## REQUEST 1
Return the passage of the Fire 10 thread from "0ften it won’t" up to and including "I AM connected.".
## REQUEST 2
List every poster in the Fire 10 thread, along with the date shown next to each name.

# So many Fire 10 problems



## sjde (Jul 18, 2018)

So many problems with my new Fire 10!

I got this mainly to use overseas to read  but maybe that’s why I’m having so many problems, because I’m overseas? 

My old kindle works great- my husband is using it- but that one only has purchased books. 

I downloaded ebooks from my library before I left. I choose some from Axis 360 and some from Overdrive. I thought the Overdrive ones would only go on my old kindle so I chose that one. But they aren’t there. They are on my new Fire 10 under BOOKS, not when I open the Overdrive app.  But at least I have them. 

Don’t know how to get them on the old kindle (5?) so my husband can read them. 

I chose the Fire 10 to download the books from Axis 360 and had good luck at first reading in the Axis 360 app. But then it stopped working. 

I’m at a hotel now with WiFi that works fine on my phone.

But on the Kindle I keep getting -“Axis 360 is temporarily unavailable. You can still access previously downloaded content in My Stuff. “ 
However, when I go to My Stuff it says “ no items checked out.”

0ften it won’t take me to a website from my browser- says “your connection is not private .”

When I go to the App Store-it says “network unreachable . Anazon services temp unavailable. Try later or connect to a different network.”

I get this a lot in 
Axis- “You are offline, no content is available offline. “
And it says this when I AM connected.

Besides, you shouldn’t need to be online to be able to read. 

Any help or suggestions? TIA


----------



## Gertie Kindle (Nov 6, 2008)

I just had to return my Fire 10 because it kept dropping my modem or saying it was not in range. The problem started a couple a months ago when I was getting no wi-fi connection messages. When I powered down and restarted, wi-fi worked fine. Then it didn't work at all.

Called CS and they had me go through the same steps I'd done half a dozen times before. Then they sent me to the tech guy who would know how to fix it. He took a couple of minutes to read the earlier transcript which he obviously didn't do, and then told me to do the same steps over again. I refused. Said I'd already done them on my own and then twice for the CS person.

They had me send it back, it went to repair and they couldn't do anything with it. I now have a new Fire 10. Hope I don't have the same problem.

Call CS. Maybe they'll have a solution or maybe you'll have to return it for repair or replacement.


----------



## Ann in Arlington (Oct 27, 2008)

The books borrowed from Overdrive for Kindle, should be available on a Fire via the built-in Kindle app. They may not download automatically, but you should be able to find them in your account and pull them -- or go to the Amazon website and send them.

If you borrowed in ePub format you should be able to read via the Overdrive app.

I have no clue about Axis.

My experience with Fires, and I've had several, is that they're just about adequate. I've not had specific issues with wifi, but I find them to be way slower than they ought to be. 'Course, they're not as expensive either. Still, you can find better, faster tablets for comparable prices. Or such has been my experience. Sorry you're having problems.

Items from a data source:
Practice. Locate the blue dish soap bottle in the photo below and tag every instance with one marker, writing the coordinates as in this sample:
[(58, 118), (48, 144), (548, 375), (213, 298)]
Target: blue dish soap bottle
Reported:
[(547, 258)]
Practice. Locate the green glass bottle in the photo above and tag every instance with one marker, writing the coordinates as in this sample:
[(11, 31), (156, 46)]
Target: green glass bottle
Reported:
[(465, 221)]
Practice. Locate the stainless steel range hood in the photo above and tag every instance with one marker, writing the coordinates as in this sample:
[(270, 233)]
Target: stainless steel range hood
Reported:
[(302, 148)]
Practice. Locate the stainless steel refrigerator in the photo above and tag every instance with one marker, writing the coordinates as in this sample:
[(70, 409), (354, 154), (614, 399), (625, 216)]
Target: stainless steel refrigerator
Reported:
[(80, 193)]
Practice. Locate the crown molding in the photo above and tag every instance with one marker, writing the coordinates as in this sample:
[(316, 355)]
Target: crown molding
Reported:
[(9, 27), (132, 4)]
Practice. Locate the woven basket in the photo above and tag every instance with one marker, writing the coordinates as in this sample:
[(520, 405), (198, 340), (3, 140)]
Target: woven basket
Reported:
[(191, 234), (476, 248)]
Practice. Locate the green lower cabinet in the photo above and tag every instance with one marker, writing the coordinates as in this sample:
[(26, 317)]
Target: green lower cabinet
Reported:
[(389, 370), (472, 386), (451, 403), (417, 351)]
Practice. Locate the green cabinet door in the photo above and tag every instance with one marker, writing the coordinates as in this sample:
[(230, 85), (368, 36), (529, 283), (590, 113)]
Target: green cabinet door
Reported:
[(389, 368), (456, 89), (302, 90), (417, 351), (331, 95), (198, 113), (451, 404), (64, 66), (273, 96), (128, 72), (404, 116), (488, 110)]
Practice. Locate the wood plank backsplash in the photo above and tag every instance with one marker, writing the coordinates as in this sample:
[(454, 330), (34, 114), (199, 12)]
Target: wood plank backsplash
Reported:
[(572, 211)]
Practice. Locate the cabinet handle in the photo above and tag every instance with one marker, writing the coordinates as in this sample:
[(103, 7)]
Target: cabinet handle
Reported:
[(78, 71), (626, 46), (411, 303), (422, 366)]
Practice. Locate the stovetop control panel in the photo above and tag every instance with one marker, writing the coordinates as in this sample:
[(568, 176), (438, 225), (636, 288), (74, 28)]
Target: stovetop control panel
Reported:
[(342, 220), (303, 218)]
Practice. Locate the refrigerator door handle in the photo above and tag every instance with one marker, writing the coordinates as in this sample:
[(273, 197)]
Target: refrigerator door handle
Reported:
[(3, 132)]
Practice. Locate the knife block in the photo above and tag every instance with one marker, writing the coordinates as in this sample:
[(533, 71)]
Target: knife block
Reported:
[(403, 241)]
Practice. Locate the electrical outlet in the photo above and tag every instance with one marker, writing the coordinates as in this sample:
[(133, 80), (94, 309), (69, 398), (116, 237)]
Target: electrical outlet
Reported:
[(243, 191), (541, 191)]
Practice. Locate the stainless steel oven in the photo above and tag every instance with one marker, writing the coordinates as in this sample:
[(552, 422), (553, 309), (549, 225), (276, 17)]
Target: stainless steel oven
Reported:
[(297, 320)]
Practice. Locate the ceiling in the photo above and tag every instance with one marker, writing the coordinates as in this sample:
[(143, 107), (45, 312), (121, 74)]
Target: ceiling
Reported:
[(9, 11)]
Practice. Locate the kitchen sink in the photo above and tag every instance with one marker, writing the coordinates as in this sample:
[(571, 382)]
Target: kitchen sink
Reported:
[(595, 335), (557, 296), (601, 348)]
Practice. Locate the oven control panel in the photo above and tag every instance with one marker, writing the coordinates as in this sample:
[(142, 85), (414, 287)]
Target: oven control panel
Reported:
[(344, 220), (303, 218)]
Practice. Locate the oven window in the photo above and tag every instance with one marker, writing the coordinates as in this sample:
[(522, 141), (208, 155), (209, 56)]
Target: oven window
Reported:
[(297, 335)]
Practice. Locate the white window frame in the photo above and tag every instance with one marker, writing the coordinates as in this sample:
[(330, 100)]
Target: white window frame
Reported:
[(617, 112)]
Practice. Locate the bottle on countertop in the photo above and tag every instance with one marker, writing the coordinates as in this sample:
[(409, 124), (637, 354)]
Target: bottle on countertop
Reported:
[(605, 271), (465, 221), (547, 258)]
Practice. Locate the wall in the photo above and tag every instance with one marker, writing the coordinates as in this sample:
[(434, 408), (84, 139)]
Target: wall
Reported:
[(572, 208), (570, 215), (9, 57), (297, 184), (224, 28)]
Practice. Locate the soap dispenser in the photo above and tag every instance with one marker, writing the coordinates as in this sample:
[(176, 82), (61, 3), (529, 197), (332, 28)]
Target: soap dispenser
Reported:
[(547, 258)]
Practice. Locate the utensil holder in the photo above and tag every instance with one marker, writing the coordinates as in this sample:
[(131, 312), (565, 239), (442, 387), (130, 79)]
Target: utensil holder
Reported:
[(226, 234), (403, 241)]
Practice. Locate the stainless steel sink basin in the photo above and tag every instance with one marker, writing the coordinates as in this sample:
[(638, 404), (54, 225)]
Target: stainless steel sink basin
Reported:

## EXPECTED ANSWER 1
0ften it won’t take me to a website from my browser- says “your connection is not private .”

When I go to the App Store-it says “network unreachable . Anazon services temp unavailable. Try later or connect to a different network.”

I get this a lot in 
Axis- “You are offline, no content is available offline. “
And it says this when I AM connected.

## EXPECTED ANSWER 2
sjde (Jul 18, 2018)
Gertie Kindle (Nov 6, 2008)
Ann in Arlington (Oct 27, 2008)